Omit all pictures, then retype the data exactly as given.
──────────
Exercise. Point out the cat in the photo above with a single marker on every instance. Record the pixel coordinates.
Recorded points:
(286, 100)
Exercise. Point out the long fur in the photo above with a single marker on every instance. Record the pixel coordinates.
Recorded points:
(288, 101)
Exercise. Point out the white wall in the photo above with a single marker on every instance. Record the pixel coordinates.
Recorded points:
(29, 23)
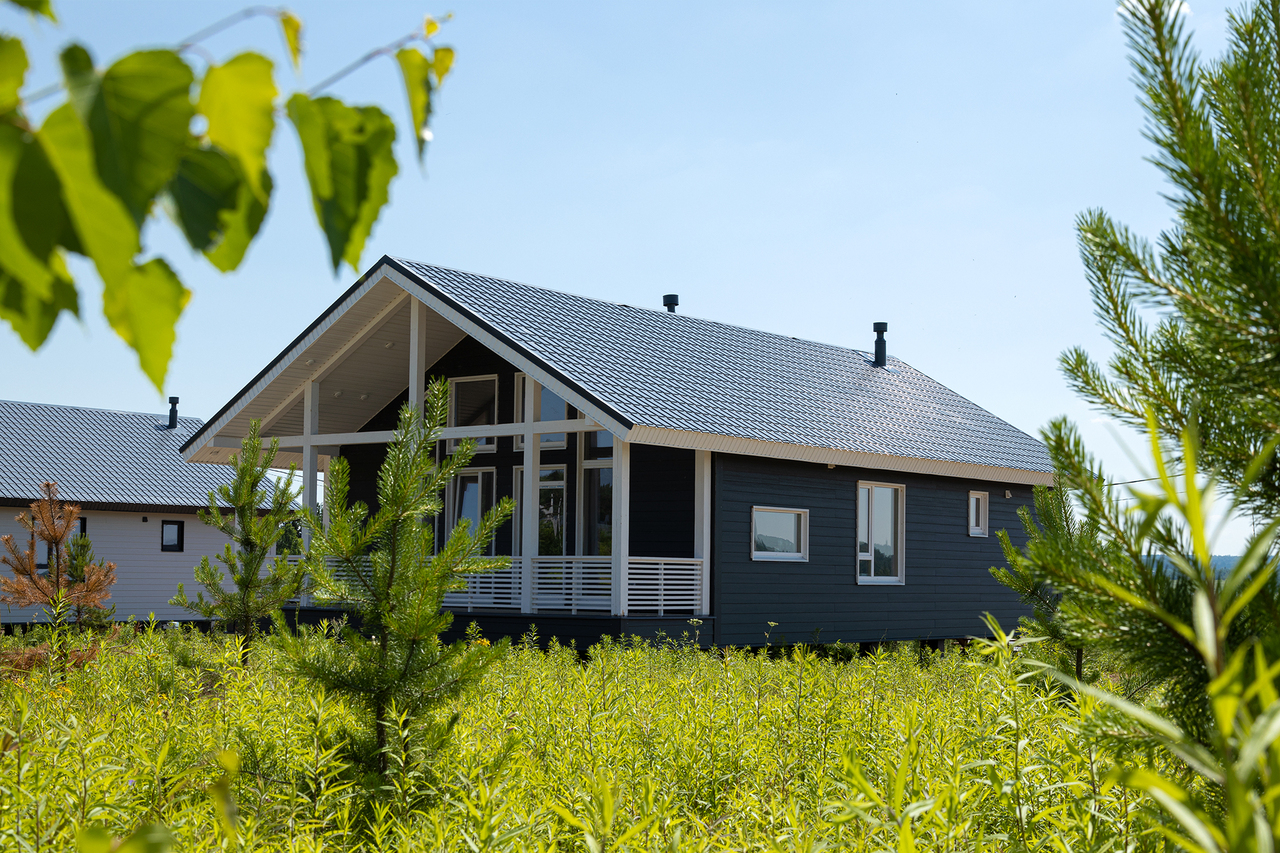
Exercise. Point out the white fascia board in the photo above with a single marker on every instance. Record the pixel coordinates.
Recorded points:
(503, 350)
(663, 437)
(269, 377)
──────────
### RESPONSE TO THIS EXERCISE
Exercise. Point out the cat in the photo above with a single marker on every instance. Record the pixel coordinates.
Recorded points:
(286, 100)
Exercise. Point out the long fur in the photo above with a single marker on every instance. Record the pixel coordinates.
Recorded points:
(288, 101)
Exercise. Point out the white wall in the photo above with a single marker on every instance. Record the pixel coordinates.
Recorded points:
(29, 23)
Exercise. Point out the white fascia board in the photo above with a single marker on every instance. Record the pixel coordinates.
Recorded points:
(503, 350)
(663, 437)
(269, 377)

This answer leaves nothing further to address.